+++ Recorded data +++
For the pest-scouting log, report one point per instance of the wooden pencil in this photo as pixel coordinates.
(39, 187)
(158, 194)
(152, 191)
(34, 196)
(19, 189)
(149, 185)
+++
Can you arrange the lines of the items above as a JSON list of strings, one string per line, with blank lines left out?

__Exercise result__:
[
  "For the pest-scouting log, report one point per instance of the wooden pencil in this photo as pixel coordinates.",
  "(39, 187)",
  "(158, 194)",
  "(152, 191)",
  "(34, 196)",
  "(19, 189)",
  "(149, 185)"
]